作業内容: 「One point lands on every instance of the black」がある行から「pixel 482 765」がある行まで、最初と最後の行も含めて全部そのままもう一度書いてください。それ以外の行は入れないでください。

記録の一部:
★ ★ ★ ★
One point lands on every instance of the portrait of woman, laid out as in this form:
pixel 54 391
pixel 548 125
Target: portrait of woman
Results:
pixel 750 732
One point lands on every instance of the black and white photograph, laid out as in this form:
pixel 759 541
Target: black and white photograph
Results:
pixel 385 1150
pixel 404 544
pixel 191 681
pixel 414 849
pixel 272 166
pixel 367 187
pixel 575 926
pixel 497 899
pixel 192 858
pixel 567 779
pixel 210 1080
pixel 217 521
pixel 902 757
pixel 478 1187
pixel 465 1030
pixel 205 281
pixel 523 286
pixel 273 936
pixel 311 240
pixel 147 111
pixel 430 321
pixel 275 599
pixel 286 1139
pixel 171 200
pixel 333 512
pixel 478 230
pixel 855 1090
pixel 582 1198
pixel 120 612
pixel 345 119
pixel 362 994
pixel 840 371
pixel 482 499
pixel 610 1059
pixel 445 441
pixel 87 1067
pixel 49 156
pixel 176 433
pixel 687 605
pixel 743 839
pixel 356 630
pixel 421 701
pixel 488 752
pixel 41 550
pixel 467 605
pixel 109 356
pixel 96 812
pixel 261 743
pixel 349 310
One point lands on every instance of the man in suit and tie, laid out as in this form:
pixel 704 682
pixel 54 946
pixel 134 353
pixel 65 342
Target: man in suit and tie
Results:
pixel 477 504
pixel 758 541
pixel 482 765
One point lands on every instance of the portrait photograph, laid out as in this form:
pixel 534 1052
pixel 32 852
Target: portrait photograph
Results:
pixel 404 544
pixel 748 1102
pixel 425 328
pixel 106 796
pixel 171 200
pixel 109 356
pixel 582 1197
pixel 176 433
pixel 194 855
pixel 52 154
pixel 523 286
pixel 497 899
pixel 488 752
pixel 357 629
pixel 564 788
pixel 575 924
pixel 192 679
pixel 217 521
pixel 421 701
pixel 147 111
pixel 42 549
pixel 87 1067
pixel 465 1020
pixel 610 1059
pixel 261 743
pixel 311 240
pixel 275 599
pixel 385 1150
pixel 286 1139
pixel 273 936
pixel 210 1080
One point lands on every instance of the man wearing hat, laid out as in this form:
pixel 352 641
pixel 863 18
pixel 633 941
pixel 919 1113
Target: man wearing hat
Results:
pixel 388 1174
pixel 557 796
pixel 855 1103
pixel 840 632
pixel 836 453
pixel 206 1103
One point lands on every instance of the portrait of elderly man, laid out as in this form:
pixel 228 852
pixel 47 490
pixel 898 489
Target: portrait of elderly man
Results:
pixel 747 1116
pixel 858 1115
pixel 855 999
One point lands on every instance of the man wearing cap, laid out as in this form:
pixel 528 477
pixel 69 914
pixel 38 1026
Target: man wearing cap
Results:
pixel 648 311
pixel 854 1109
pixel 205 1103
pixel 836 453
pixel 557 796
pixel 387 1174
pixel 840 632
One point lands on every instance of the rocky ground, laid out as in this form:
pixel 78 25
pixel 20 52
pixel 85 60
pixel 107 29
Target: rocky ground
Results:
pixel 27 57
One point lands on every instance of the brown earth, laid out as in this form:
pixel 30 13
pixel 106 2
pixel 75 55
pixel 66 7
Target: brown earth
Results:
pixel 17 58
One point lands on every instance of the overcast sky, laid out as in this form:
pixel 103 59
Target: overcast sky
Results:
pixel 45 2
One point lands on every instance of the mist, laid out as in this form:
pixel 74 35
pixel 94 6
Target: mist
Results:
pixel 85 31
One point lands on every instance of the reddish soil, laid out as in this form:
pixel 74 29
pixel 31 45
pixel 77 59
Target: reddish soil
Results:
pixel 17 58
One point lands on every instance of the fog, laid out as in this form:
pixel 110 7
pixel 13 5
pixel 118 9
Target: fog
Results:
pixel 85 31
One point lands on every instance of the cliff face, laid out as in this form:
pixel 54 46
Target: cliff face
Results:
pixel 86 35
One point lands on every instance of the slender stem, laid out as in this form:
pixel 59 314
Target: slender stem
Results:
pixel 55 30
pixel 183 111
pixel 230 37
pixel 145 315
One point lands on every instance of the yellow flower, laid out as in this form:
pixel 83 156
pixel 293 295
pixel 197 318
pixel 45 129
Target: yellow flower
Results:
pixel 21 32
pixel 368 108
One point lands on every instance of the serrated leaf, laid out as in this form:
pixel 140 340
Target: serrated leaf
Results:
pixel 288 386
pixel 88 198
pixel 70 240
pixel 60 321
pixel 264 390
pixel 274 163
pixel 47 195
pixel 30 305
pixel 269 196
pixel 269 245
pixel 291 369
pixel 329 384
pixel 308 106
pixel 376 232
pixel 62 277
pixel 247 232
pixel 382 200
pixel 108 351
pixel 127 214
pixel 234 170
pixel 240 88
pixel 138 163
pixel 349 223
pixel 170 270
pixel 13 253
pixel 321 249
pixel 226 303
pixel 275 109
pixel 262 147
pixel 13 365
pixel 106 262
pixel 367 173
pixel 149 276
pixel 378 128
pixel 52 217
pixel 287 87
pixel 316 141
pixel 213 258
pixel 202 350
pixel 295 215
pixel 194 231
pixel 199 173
★ ★ ★ ★
解答:
One point lands on every instance of the black and white photograph, laid out as in this form:
pixel 759 541
Target: black and white photograph
Results:
pixel 385 1150
pixel 404 544
pixel 191 681
pixel 414 849
pixel 272 166
pixel 367 187
pixel 575 926
pixel 497 899
pixel 192 858
pixel 567 779
pixel 210 1080
pixel 217 521
pixel 902 757
pixel 478 1187
pixel 465 1030
pixel 205 281
pixel 523 286
pixel 273 936
pixel 311 240
pixel 147 111
pixel 430 321
pixel 275 599
pixel 286 1139
pixel 171 200
pixel 333 512
pixel 478 230
pixel 855 1090
pixel 582 1198
pixel 120 612
pixel 345 119
pixel 362 994
pixel 840 371
pixel 482 499
pixel 610 1059
pixel 445 441
pixel 87 1067
pixel 49 156
pixel 176 433
pixel 687 605
pixel 743 839
pixel 356 630
pixel 421 701
pixel 488 752
pixel 41 550
pixel 467 605
pixel 109 356
pixel 96 812
pixel 261 743
pixel 349 310
One point lands on every instance of the man in suit and tie, laid out as in this form:
pixel 704 682
pixel 54 946
pixel 134 353
pixel 65 342
Target: man in suit and tie
Results:
pixel 477 504
pixel 758 541
pixel 482 765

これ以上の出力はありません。